● GOAL OF THE EXERCISE: In your reply, write out each entry exactly as given.

● RECORDS FOR PROCESSING:

----

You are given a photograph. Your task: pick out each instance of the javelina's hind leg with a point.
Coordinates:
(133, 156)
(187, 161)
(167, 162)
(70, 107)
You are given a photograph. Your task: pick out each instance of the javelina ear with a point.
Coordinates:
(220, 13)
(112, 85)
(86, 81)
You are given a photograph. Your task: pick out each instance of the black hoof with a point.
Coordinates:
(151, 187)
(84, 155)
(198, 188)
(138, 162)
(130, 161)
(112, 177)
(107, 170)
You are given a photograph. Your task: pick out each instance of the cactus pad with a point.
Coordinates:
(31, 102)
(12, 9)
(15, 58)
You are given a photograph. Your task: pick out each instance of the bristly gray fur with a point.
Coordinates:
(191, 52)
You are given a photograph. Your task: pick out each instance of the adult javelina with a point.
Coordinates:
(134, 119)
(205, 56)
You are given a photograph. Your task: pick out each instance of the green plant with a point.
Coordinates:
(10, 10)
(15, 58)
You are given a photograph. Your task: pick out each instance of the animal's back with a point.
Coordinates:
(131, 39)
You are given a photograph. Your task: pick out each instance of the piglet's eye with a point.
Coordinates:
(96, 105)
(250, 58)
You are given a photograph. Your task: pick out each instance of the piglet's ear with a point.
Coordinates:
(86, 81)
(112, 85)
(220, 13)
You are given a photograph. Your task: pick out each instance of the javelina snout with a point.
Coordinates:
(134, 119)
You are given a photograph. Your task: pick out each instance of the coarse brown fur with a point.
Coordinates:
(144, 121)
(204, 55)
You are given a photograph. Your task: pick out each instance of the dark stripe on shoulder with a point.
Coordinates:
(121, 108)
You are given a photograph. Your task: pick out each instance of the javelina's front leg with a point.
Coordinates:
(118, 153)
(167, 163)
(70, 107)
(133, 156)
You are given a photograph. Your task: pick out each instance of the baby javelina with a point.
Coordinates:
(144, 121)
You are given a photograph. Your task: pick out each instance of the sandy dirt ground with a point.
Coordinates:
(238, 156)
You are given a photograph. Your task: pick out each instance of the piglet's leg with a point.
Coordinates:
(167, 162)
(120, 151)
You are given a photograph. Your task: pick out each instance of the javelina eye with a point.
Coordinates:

----

● YOUR SOLUTION:
You are given a photograph. Your task: pick out each instance of the javelina's hind leg with a point.
Coordinates:
(133, 156)
(187, 161)
(167, 162)
(70, 107)
You are given a photograph. Your task: pick out each instance of the javelina ear with a point.
Coordinates:
(220, 13)
(112, 85)
(86, 81)
You are given a photograph. Your task: pick out each instance of the black hoof with a point.
Coordinates:
(151, 187)
(84, 155)
(198, 188)
(138, 162)
(130, 161)
(112, 177)
(107, 170)
You are given a photograph. Your task: pick out each instance of the cactus pad with a point.
Coordinates:
(31, 102)
(12, 9)
(15, 58)
You are given a photograph. Your task: pick out each instance of the bristly gray fur with a point.
Coordinates:
(191, 52)
You are given a photograph. Your task: pick out each instance of the adult javelina with a point.
Coordinates:
(134, 119)
(205, 56)
You are given a photograph. Your task: pick out each instance of the green plant with a point.
Coordinates:
(10, 10)
(15, 58)
You are given a photograph. Your task: pick out each instance of the animal's back with a point.
Coordinates:
(131, 39)
You are given a photograph. Your task: pick out each instance of the piglet's eye with a point.
Coordinates:
(96, 105)
(250, 58)
You are given a photograph. Your task: pick out each instance of the piglet's ear with a point.
Coordinates:
(86, 81)
(112, 85)
(220, 13)
You are given a photograph. Your task: pick out each instance of the javelina snout with a point.
Coordinates:
(134, 119)
You are given a photograph. Your task: pick out each instance of the coarse brown fur with a point.
Coordinates:
(144, 121)
(204, 55)
You are given a photograph. Your task: pick out each instance of the dark stripe on shoulder with a point.
Coordinates:
(121, 108)
You are given a photograph. Your task: pick out each instance of the javelina's front leg with a point.
Coordinates:
(118, 153)
(167, 163)
(70, 107)
(133, 156)
You are given a photograph. Your task: pick out each instance of the baby javelina with a point.
Coordinates:
(144, 121)
You are given a photograph. Your task: pick out each instance of the sandy dirt ground with a point.
Coordinates:
(238, 156)
You are given a photograph. Your task: pick out each instance of the piglet's leg with a point.
Coordinates:
(167, 162)
(120, 151)
You are given a photograph. Your task: pick out each instance of the javelina eye with a point.
Coordinates:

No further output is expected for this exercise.